*Article*.
********
There is a sense in which cloud computing is nothing new. After all, at the end customer level, all Internet services, from the World Wide Web to email, even file and print sharing, involve clicking a button and having computers "somewhere over there" do something.
Then again, these were typically one server that ran all the time. Sure, there were a few supercomputers in New Mexico simulating chemical explosions for the Department of Energy, but it wasn't until the dot-com era that we really saw a server farm. Google's architecture of redundant, independent servers was certainly a breakthroughbut even that meant physical servers on physical devices.
Then in March 2006, Amazon unveiled EC2, the "Elastic Cloud Computing Platform." All of a sudden, anyone with a credit card could create and direct virtual servers at will.
If only they knew how.
Enter Chris Moyer, a graduate from the Rochester Institute of Technology, who had his first internship building massive scale applications for the school using traditional virtual servers running VMWare. Shortly after Amazon announced EC2, he went on to work with Mitch Garnaat, the creator of boto, the python library for communicating with Amazon Web Services, or AWS. Chris spent the next five years directly developing, deploying, and consulting on virtual applications for businesses of all sizes, from small startups to Fortune 500 companies.
********
*Given data*.
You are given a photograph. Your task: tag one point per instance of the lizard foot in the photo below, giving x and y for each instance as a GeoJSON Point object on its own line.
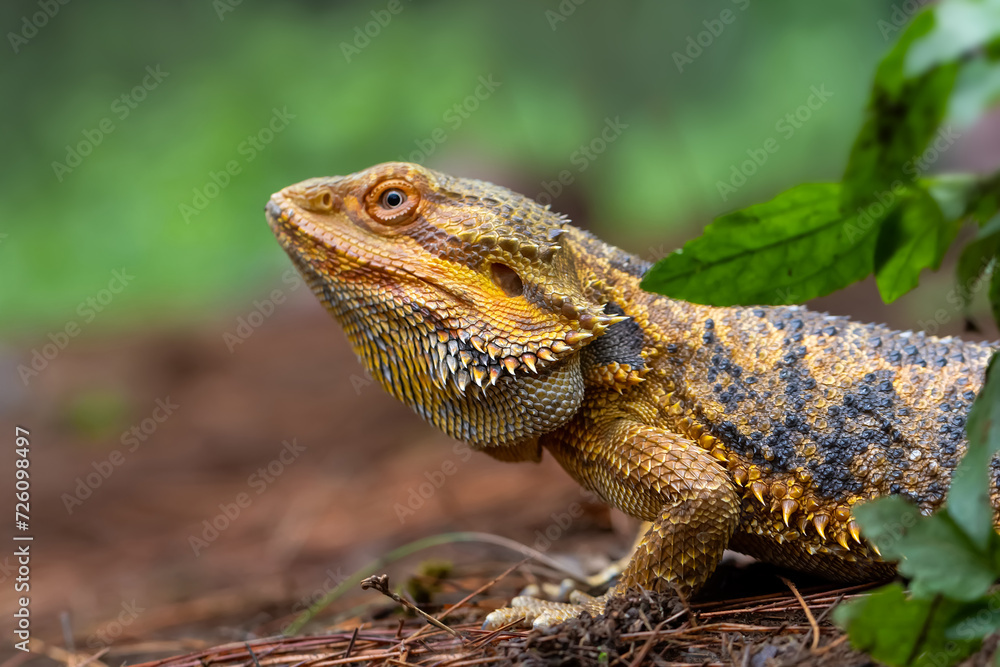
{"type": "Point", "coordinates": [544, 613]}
********
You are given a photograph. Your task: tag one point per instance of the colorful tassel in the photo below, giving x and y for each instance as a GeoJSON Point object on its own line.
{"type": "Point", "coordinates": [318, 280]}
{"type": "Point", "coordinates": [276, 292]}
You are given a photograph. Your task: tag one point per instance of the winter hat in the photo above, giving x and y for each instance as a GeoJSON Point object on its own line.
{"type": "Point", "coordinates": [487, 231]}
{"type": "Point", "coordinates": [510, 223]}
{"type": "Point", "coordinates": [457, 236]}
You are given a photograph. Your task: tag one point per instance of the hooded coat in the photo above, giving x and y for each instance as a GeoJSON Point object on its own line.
********
*What you have to do*. Go on with the passage about the beginnings of cloud computing, picking up right after its final sentence.

*Final result*.
Currently the director of technology for Newstex, LLC, Chris specializes in developing applications for the cloud and helping others do the same. Chris recently sat down with Matt Heusser to answer some quetions about developing for the Cloud.
Matt Heusser: It's hard to imagine a high school or college student saying, "When I grow up, I want to virtualize servers!"
Chris Moyer: They don't?
Matt: But I imagine something must have happened to excite you about this new field. Can I ask: What turned you on to cloud computing? What made you want to pursue it with such vigor?
Chris: I always wanted to make something that people used in their everyday lives, something that I would be able to point to that everyone used on a regular basis and say, "Hey, I wrote that!" That really meant I had two options: either make a desktop application, or go under the hood and work on the applications that really powered everything. I was bored with traditional environments, and when Amazon started offering up these new "virtual servers as a service," it was new and hadn't been fully explored and developed to death, so of course I wanted to take a crack at it. And after a few months, I realized everything I did when I first started working in the cloud was completely wrong. That's really why I decided to write a book. I don't want everyone else to have to go through six months of doing things wrong before they get something usable.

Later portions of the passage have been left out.